───── Input ─────

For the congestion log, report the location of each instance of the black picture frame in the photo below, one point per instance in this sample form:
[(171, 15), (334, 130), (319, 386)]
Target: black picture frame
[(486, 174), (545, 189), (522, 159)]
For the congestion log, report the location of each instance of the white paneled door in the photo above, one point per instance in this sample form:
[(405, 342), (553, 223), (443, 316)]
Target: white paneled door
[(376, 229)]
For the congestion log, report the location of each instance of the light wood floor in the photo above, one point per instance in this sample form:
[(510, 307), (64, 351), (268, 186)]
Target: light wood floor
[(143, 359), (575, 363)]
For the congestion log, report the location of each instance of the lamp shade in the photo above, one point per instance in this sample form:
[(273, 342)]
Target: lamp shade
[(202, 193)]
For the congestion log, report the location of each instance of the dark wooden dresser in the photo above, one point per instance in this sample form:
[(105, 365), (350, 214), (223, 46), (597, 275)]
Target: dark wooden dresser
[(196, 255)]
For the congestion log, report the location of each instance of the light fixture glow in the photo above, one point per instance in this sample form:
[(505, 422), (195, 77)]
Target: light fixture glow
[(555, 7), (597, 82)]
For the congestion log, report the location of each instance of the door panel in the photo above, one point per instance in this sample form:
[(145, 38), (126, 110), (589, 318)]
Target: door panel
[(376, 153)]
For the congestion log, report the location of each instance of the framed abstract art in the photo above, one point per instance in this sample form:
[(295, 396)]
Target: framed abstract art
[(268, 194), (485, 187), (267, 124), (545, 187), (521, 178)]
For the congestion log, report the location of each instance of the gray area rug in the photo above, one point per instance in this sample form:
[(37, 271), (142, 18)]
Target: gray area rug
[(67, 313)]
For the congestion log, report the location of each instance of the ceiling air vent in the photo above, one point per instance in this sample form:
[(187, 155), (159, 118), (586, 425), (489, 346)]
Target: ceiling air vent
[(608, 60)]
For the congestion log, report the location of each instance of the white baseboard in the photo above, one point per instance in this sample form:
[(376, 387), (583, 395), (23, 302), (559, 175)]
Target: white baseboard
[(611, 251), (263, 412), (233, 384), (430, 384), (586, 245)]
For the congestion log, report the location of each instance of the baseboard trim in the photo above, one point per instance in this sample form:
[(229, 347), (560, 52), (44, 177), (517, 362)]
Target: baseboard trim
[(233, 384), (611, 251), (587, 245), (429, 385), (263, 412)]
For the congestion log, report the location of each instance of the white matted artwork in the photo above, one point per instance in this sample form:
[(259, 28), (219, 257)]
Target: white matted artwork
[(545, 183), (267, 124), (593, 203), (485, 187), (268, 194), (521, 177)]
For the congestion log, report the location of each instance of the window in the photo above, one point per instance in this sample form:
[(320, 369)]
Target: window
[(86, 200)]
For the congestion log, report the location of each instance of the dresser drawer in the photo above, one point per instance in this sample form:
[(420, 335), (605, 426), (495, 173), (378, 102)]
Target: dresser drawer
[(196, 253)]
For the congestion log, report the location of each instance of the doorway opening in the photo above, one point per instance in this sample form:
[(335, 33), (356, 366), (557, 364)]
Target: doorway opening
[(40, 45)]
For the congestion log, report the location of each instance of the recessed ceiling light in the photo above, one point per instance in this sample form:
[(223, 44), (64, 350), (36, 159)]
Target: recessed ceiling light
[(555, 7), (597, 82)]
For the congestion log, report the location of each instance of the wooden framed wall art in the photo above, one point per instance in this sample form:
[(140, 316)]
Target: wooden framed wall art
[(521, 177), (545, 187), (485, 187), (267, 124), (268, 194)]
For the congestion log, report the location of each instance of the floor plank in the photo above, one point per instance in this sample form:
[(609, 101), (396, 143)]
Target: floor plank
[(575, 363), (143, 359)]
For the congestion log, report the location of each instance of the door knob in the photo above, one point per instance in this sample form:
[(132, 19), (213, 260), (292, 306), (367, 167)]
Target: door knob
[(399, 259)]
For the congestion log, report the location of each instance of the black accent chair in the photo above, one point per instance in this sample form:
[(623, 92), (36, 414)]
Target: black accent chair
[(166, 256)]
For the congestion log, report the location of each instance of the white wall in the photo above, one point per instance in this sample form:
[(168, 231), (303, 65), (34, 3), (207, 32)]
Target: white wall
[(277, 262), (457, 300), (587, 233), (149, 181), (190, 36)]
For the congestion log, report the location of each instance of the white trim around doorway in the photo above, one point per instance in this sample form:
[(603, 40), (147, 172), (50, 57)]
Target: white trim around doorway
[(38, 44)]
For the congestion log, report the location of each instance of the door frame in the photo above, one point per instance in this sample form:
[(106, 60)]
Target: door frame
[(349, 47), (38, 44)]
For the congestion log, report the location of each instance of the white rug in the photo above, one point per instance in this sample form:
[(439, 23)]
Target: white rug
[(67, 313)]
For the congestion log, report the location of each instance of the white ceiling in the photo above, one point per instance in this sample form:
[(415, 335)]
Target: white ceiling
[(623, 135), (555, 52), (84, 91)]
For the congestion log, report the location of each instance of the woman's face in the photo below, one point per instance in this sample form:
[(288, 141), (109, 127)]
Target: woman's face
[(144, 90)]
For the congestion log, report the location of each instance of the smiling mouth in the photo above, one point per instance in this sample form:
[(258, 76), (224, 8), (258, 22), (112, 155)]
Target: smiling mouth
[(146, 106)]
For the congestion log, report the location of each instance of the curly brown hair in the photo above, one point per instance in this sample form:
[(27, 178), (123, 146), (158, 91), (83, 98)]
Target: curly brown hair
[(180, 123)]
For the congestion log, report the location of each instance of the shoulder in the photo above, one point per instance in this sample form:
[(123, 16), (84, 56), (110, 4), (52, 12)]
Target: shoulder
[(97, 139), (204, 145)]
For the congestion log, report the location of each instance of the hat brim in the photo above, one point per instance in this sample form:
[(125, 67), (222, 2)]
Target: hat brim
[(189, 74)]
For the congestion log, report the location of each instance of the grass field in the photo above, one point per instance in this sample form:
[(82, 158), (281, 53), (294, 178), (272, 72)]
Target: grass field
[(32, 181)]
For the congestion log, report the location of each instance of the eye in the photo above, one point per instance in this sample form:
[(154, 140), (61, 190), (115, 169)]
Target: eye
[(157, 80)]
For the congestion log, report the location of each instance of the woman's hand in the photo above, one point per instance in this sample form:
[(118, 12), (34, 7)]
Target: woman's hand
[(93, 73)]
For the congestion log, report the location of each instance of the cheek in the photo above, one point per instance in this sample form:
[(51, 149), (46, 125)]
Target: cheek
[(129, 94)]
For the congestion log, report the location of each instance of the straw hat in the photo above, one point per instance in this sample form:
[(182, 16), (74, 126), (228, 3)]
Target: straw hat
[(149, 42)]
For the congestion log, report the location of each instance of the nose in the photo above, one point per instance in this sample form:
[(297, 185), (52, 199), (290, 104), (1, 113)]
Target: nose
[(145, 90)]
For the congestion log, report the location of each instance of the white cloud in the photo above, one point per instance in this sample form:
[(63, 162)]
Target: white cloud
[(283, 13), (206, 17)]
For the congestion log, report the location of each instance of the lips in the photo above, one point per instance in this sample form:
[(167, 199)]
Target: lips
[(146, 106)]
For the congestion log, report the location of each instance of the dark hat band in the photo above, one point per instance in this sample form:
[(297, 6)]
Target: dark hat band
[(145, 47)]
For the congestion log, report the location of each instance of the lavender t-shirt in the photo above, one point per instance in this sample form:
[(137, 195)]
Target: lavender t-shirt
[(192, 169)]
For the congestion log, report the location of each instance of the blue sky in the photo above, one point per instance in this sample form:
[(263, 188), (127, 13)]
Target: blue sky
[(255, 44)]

─────

Can you reproduce all of the rows above line for line, with no changes?

Written response:
For the congestion log, report the location of each instance of the black picture frame in the photo below, one point per instance in this sample form:
[(171, 15), (334, 130), (319, 386)]
Target: black picture frame
[(486, 174), (545, 189), (522, 159)]
For the congestion log, report the location of each instance of the white paneled door in the photo above, one point per instance in this sample form:
[(405, 342), (553, 223), (443, 316)]
Target: white paneled door
[(376, 229)]
For the congestion log, report the location of each instance of the light wood floor in the photo above, one point per instance in this sample form:
[(510, 307), (64, 351), (268, 186)]
Target: light wood floor
[(143, 359), (575, 363)]
For the congestion log, report the location of each instance of the lamp shade in the photo above, one point per instance in this sample form:
[(273, 342)]
Target: lamp shade
[(202, 193)]
For the congestion log, report the location of each instance of the dark wooden dresser in the photo above, one point per instance in this sample form:
[(105, 365), (350, 214), (223, 46), (597, 275)]
Target: dark wooden dresser
[(196, 255)]
For the congestion log, report the location of each instance of the light fixture glow in the photo above, one point per instance in this sample form:
[(505, 422), (195, 77)]
Target: light fixture glow
[(555, 7), (597, 82)]
For the congestion log, report the location of each instance of the door panel in the photo above, one point per instance in this sample form:
[(145, 38), (126, 110), (589, 318)]
Target: door panel
[(376, 153)]
For the congestion log, report the location of each instance of the framed abstract art in the photo above, one point per instance in this sample form:
[(295, 396)]
Target: framed abstract art
[(268, 194), (485, 187), (267, 124), (545, 187), (521, 178)]
For the congestion log, report the location of each instance of the gray area rug in the photo above, one point per instance in this sample form:
[(37, 271), (142, 18)]
Target: gray area rug
[(67, 313)]
For the congestion log, report the location of each instance of the ceiling air vent in the photo above, one point per instance in this sample form:
[(187, 155), (159, 118), (586, 425), (489, 346)]
Target: ceiling air vent
[(608, 60)]
For the congestion log, report the location of each instance of the white baseboard in the photo above, one point per instance in this sample form:
[(376, 387), (583, 395), (23, 302), (559, 175)]
Target: white baseboard
[(611, 251), (263, 412), (233, 384), (430, 384), (586, 245)]
For the congestion log, report the location of each instance of the baseboard trim in the photo above, one point per instance in this sample form:
[(229, 347), (560, 52), (44, 177), (517, 362)]
Target: baseboard trim
[(233, 384), (611, 251), (587, 245), (429, 385), (263, 412)]
For the congestion log, report the location of each instance of the white matted artwork in the photo above, one point per instance in this sample form:
[(259, 28), (219, 257)]
Target: white matted artwork
[(545, 183), (267, 124), (593, 203), (485, 187), (268, 194), (521, 177)]
For the congestion log, report the location of each instance of the window in the photo above, one point per instance in this sample form:
[(320, 369)]
Target: window
[(86, 200)]
For the congestion log, report the location of each instance of the dresser drawer in the photo above, one point per instance in this sample form:
[(420, 335), (605, 426), (495, 173), (378, 102)]
Target: dresser drawer
[(196, 253)]
For the congestion log, report the location of each instance of the doorway opening in the photo above, one point per instance in this sample form:
[(335, 33), (356, 366), (557, 364)]
Target: doorway opening
[(40, 45)]
For the congestion log, report the location of each instance of the recessed ceiling light in the photo above, one point per instance in this sample form:
[(223, 44), (64, 350), (36, 159)]
Target: recessed ceiling light
[(555, 7), (597, 82)]
For the congestion log, report the location of each instance of the wooden framed wall art in the photo above, one point per instance in this sample form:
[(140, 316)]
Target: wooden framed wall art
[(521, 177), (545, 187), (485, 187), (267, 124), (268, 194)]
For the congestion log, report the location of each instance of the floor plank in the photo above, one point per instance in this sample form:
[(609, 101), (396, 143)]
Target: floor plank
[(575, 363), (143, 359)]
For the congestion log, report the location of each instance of the door knob in the photo above, one point per instance in this sample form:
[(132, 19), (213, 260), (292, 306), (367, 167)]
Target: door knob
[(399, 259)]
For the congestion log, report the location of each instance of the black accent chair in the photo above, one point per instance in this sample form:
[(623, 92), (36, 414)]
Target: black accent chair
[(166, 256)]
For the congestion log, report the location of each instance of the white wall in the photo above, one point per instance in this sample form:
[(168, 231), (303, 65), (34, 3), (207, 32)]
Target: white wall
[(277, 262), (457, 300), (587, 233), (149, 181), (190, 36)]
For the congestion log, report the location of each instance of the white trim around doorway in the photo above, one point per instance in this sample form:
[(603, 40), (147, 172), (50, 57)]
Target: white trim around doorway
[(38, 44)]
For the congestion log, report the location of each instance of the door frame in the photo above, one point per instance in this sample form:
[(106, 60)]
Target: door frame
[(349, 47), (38, 44)]
For the congestion log, report the location of each instance of the white rug in the photo above, one point per instance in this sample form:
[(439, 23)]
Target: white rug
[(67, 313)]
For the congestion log, report the location of each instance of the white ceiling in the photo above, one point per instance in this sample form:
[(415, 335)]
Target: white ceiling
[(623, 135), (555, 52), (84, 91)]
For the congestion log, report the location of each instance of the woman's face in the photo below, one point per instance in this sample form:
[(288, 141), (109, 127)]
Target: woman's face
[(144, 90)]
For the congestion log, report the location of each instance of the smiling mouth in the photo above, one point per instance in this sample form:
[(258, 76), (224, 8), (258, 22), (112, 155)]
Target: smiling mouth
[(146, 106)]
For the congestion log, report the location of each instance of the curly brown hair in the photo above, one point per instance in this sample form:
[(27, 178), (123, 146), (158, 91), (83, 98)]
Target: curly brown hair
[(180, 123)]
For the congestion log, report the location of each instance of the shoulder in the photo above, one point per instance in this sample form:
[(123, 16), (84, 56), (110, 4), (52, 12)]
Target: shoulder
[(97, 139), (204, 145)]
For the congestion log, report the location of each instance of the hat brim in the photo above, one point per instance in this sample form:
[(125, 67), (222, 2)]
Target: hat brim
[(189, 74)]
For the congestion log, report the location of each instance of the grass field in the photo above, one point per instance in this sample form:
[(82, 158), (281, 53), (294, 178), (272, 72)]
Target: grass field
[(32, 181)]
For the congestion log, report the location of each instance of the eye in the photo above, one point per instance in this sample form:
[(154, 140), (61, 190), (115, 169)]
Target: eye
[(157, 80)]
For the congestion log, report the location of each instance of the woman's hand in the photo above, one point per instance in this sample form:
[(118, 12), (34, 7)]
Target: woman's hand
[(93, 73)]
For the congestion log, report the location of each instance of the cheek in the photo above, one point per instance in this sample form:
[(51, 149), (46, 125)]
Target: cheek
[(129, 94)]
For the congestion log, report the location of each instance of the straw hat in the photo above, one point per instance in this sample form:
[(182, 16), (74, 126), (228, 3)]
Target: straw hat
[(149, 42)]
For the congestion log, report the location of each instance of the nose in the photo above, one point per instance in this sample form:
[(297, 185), (52, 199), (290, 104), (1, 113)]
Target: nose
[(145, 90)]
For the congestion log, report the location of each instance of the white cloud in the photo above, one point per instance in this sample form:
[(63, 162)]
Target: white cloud
[(283, 13), (206, 17)]
For the congestion log, report the location of each instance of the lips in the photo above, one point per instance in this sample form:
[(167, 199)]
Target: lips
[(146, 106)]
For the congestion log, report the location of each instance of the dark hat band in the photo above, one point per instance in this sample form:
[(297, 6)]
Target: dark hat band
[(145, 47)]
For the congestion log, report the location of each instance of the lavender t-shirt in the photo above, one point per instance in this sample form:
[(137, 195)]
Target: lavender t-shirt
[(192, 169)]
For the congestion log, report the location of each instance of the blue sky in the photo above, one point per instance in this sample form:
[(263, 188), (127, 13)]
Target: blue sky
[(255, 44)]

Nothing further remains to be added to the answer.